Santa Rosa National Park, established in 1971, is considered as one of the largest and oldest national parks in Costa Rica. It is located 35 km north from Liberia and it has an internal 7 km-long, paved road leading to the Casona de Santa Rosa Museum. This park is a part of the Gunacaste Conservation Area. This 91,926-acre park protects Central America’s largest remaining section of tropical dry forest and it is a home to several turtle species, including the nesting Olive Ridley.
Not only the natural beauty, but also there is a great historical significance stands behind the popularity of the Santa Rosa National Park. In this park the most important battle took place which was against the North American filibusterers led by William Walker coming from Nicaragua.
Dry season is the best time to visit Santa Rosa National Park as the roads are easily navigable and vegetation is sparse, making for easy observation of fauna. Dry season usually stays from mid December through April. In dry season trees lose their leaves, and many of Santa Rosa’s streams and small lakes dry up. You will be able to enjoy excellent wildlife as animals gather around remaining water sources. If you visit the park in rainy season you will find it greener which allows the animals to hide in the dense vegetation so you need to take your binoculars for watching those wild animals.
In Santa Rosa Park you will get the opportunity to discover about 115 mammal species such as howler monkey, white-tailed deer, white faced monkey and coatis. There are also about 250 species of birds including elegant trogons, magpie jays, rufous-naped wrens, orange-fronted parakeets, crested caracaras, common black hawks and long-tailed manakins, great curassows, and among those magpie predominates. 50-60 bat species make their home here, and during dry season nights, brave visitors are able to explore their caves. You can also enjoy the beautiful beaches- Santa Elena Bay, Naranjo, Playa Blanca, and El Hachal Bay, located in the Murciélago sector and Nancite.

:: Data under study ::
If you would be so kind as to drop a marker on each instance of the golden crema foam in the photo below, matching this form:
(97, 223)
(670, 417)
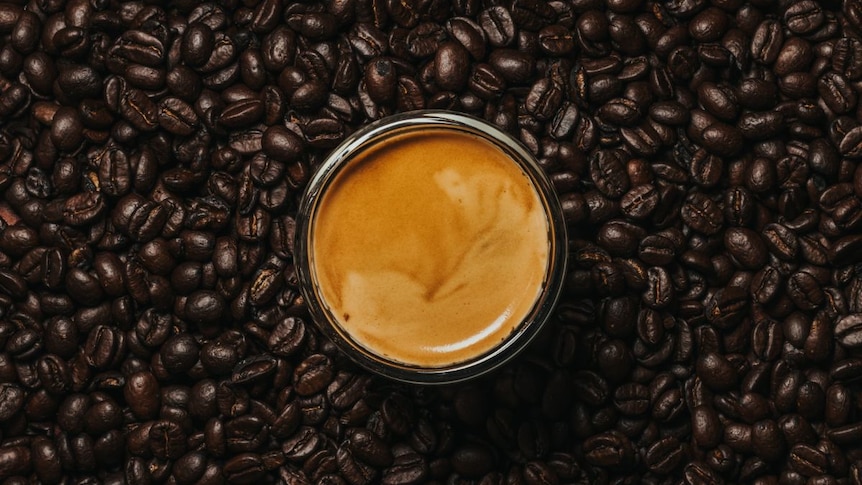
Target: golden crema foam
(431, 247)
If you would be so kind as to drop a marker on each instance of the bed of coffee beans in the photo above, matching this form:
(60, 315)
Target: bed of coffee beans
(706, 154)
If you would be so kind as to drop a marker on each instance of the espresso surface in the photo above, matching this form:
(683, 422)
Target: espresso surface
(431, 247)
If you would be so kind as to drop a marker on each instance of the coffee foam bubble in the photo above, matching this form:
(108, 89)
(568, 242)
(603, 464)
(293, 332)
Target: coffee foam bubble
(431, 247)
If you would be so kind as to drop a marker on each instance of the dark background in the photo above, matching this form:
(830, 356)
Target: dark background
(705, 153)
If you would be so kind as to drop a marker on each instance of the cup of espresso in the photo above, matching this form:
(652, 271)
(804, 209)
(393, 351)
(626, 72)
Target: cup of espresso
(430, 247)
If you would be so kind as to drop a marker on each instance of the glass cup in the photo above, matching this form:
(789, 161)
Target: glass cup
(328, 211)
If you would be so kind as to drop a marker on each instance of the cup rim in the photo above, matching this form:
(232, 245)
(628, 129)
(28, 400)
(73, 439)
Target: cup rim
(526, 330)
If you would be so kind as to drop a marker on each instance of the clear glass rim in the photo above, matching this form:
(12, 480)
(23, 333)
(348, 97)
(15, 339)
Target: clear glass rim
(520, 337)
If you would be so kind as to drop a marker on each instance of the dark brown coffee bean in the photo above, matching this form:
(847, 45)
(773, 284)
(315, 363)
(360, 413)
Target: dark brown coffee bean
(803, 17)
(177, 116)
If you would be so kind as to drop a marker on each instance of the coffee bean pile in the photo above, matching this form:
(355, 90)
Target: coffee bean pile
(706, 154)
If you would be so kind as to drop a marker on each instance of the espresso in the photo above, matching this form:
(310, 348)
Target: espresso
(430, 248)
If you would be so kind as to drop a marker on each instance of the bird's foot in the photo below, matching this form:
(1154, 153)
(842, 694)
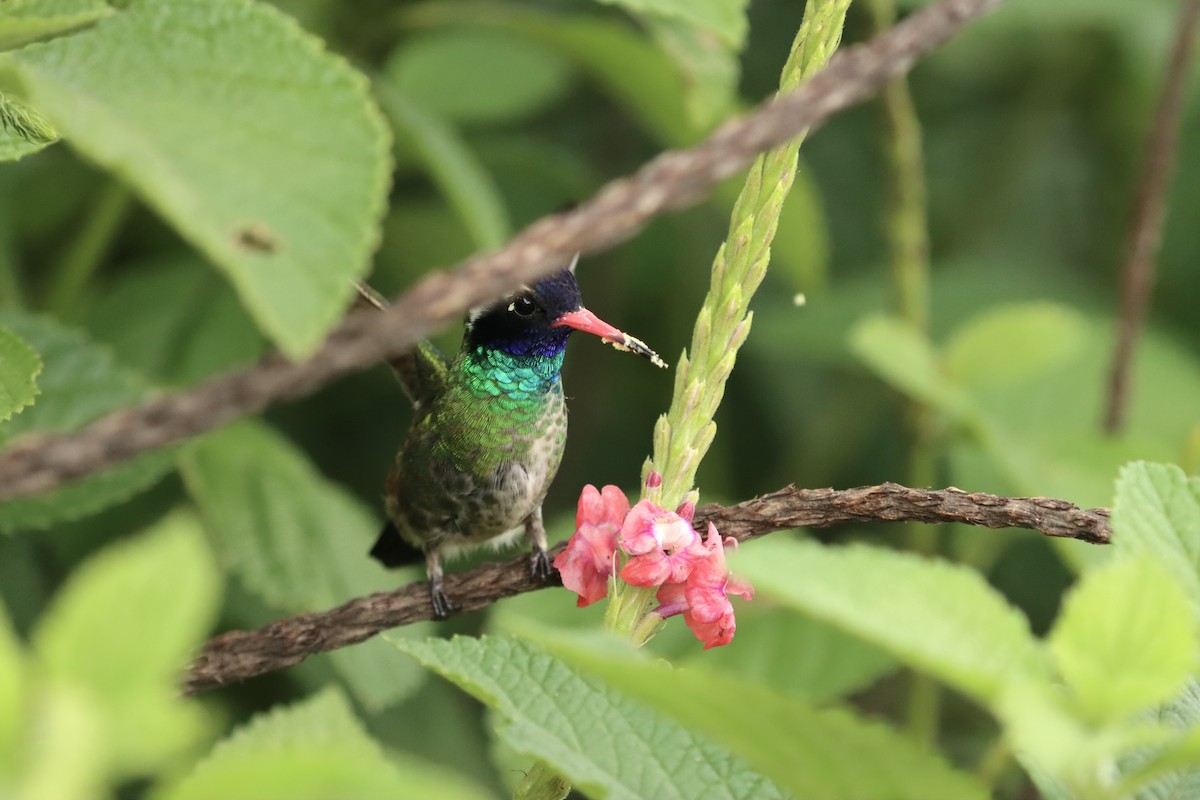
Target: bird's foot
(539, 564)
(442, 605)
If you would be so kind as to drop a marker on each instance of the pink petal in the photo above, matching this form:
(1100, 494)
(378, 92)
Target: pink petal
(647, 570)
(714, 633)
(671, 600)
(585, 570)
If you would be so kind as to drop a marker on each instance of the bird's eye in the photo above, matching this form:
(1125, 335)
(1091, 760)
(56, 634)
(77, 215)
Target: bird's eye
(523, 306)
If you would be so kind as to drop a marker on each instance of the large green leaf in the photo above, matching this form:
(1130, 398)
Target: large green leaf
(937, 617)
(120, 630)
(725, 19)
(605, 744)
(622, 61)
(904, 358)
(30, 20)
(453, 167)
(478, 74)
(315, 750)
(297, 540)
(19, 365)
(1125, 639)
(1013, 343)
(703, 37)
(1157, 511)
(257, 145)
(827, 753)
(79, 383)
(174, 322)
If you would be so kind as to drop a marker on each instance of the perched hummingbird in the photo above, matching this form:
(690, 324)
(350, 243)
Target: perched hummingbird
(489, 432)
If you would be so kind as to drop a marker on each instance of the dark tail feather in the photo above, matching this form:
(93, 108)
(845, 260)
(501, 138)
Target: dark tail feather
(393, 551)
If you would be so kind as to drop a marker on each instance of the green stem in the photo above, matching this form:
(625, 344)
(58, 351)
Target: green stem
(11, 292)
(683, 434)
(907, 232)
(88, 250)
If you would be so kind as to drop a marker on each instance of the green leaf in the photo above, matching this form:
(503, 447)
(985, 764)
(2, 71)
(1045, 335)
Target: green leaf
(258, 146)
(468, 76)
(31, 20)
(23, 131)
(796, 654)
(12, 695)
(79, 383)
(603, 743)
(295, 540)
(703, 40)
(813, 753)
(19, 366)
(1157, 511)
(1125, 639)
(937, 617)
(66, 745)
(120, 630)
(313, 750)
(1009, 344)
(174, 322)
(453, 166)
(724, 18)
(709, 70)
(905, 359)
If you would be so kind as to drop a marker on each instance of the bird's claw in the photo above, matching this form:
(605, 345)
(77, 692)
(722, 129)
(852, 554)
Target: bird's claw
(539, 565)
(442, 605)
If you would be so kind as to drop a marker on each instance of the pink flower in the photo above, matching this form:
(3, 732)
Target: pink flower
(587, 563)
(703, 599)
(663, 545)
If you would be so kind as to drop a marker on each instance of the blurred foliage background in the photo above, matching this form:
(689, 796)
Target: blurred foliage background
(1032, 124)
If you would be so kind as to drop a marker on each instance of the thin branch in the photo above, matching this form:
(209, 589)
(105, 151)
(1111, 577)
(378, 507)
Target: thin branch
(239, 655)
(1150, 214)
(672, 180)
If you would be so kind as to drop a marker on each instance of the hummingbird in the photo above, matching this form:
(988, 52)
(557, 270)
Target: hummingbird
(489, 429)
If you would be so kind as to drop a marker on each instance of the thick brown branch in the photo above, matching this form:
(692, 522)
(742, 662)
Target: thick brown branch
(672, 180)
(1150, 214)
(239, 655)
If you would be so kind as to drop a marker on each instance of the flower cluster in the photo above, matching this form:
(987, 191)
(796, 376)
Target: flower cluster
(660, 549)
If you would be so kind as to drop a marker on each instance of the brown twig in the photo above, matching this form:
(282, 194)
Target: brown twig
(239, 655)
(670, 181)
(1150, 214)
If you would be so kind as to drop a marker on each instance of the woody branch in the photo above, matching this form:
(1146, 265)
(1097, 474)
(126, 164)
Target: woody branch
(238, 655)
(673, 180)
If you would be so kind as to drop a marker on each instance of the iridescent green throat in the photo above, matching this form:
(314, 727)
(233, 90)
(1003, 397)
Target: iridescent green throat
(517, 379)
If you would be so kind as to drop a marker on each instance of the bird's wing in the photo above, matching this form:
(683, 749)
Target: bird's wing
(420, 371)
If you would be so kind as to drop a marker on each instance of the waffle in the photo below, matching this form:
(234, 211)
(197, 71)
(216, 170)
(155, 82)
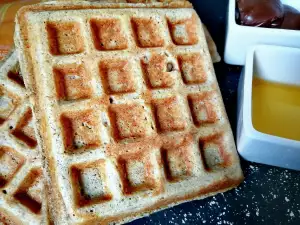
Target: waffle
(21, 176)
(129, 114)
(211, 44)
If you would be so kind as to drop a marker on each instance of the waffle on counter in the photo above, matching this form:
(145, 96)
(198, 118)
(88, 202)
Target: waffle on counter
(22, 196)
(129, 116)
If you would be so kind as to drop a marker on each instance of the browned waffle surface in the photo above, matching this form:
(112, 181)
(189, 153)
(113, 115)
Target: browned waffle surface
(130, 118)
(22, 198)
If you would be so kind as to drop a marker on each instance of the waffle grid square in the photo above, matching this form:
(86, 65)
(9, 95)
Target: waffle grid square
(21, 177)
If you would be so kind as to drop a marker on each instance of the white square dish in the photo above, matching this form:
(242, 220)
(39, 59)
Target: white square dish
(277, 64)
(239, 38)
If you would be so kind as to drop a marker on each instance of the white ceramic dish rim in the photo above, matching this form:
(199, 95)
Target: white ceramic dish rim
(232, 7)
(247, 106)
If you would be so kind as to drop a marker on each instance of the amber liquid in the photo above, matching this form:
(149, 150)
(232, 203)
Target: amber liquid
(276, 108)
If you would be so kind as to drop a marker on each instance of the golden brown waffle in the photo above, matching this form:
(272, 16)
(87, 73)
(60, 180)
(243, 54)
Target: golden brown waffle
(22, 198)
(129, 113)
(210, 42)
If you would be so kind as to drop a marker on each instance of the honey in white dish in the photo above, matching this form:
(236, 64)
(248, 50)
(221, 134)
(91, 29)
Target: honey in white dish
(276, 108)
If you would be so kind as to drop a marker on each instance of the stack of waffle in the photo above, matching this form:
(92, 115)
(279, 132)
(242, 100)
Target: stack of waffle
(126, 109)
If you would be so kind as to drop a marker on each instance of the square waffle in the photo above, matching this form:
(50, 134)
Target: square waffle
(129, 114)
(22, 196)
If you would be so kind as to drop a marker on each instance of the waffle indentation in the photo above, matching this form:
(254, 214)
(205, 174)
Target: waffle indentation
(158, 71)
(213, 152)
(80, 130)
(137, 173)
(169, 115)
(24, 130)
(89, 183)
(108, 34)
(64, 38)
(72, 82)
(178, 158)
(184, 32)
(202, 108)
(130, 121)
(30, 190)
(8, 103)
(10, 163)
(147, 32)
(192, 69)
(117, 76)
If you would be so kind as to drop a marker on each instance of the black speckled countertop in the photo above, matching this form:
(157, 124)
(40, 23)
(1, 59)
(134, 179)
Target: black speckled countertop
(269, 195)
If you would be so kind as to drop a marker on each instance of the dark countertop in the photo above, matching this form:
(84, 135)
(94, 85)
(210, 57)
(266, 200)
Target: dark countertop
(269, 195)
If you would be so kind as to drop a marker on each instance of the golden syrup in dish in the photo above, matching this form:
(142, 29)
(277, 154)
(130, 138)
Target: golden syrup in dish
(276, 108)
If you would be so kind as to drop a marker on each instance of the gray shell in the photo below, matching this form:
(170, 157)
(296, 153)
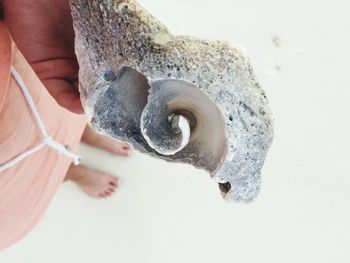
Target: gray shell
(136, 78)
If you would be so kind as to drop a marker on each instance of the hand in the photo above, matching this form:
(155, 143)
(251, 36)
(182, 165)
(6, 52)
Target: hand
(43, 32)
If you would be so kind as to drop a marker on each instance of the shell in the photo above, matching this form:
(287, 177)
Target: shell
(175, 97)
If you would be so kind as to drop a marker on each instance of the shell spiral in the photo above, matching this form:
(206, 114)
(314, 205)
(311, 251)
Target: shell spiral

:: Problem statement ::
Write out the Santa Rosa National Park text again, everything from "Not only the" down to "coming from Nicaragua.", substituting "conflict" for "battle". The items are separate material and have nothing to do with the text about Santa Rosa National Park.

:: Task output ::
Not only the natural beauty, but also there is a great historical significance stands behind the popularity of the Santa Rosa National Park. In this park the most important conflict took place which was against the North American filibusterers led by William Walker coming from Nicaragua.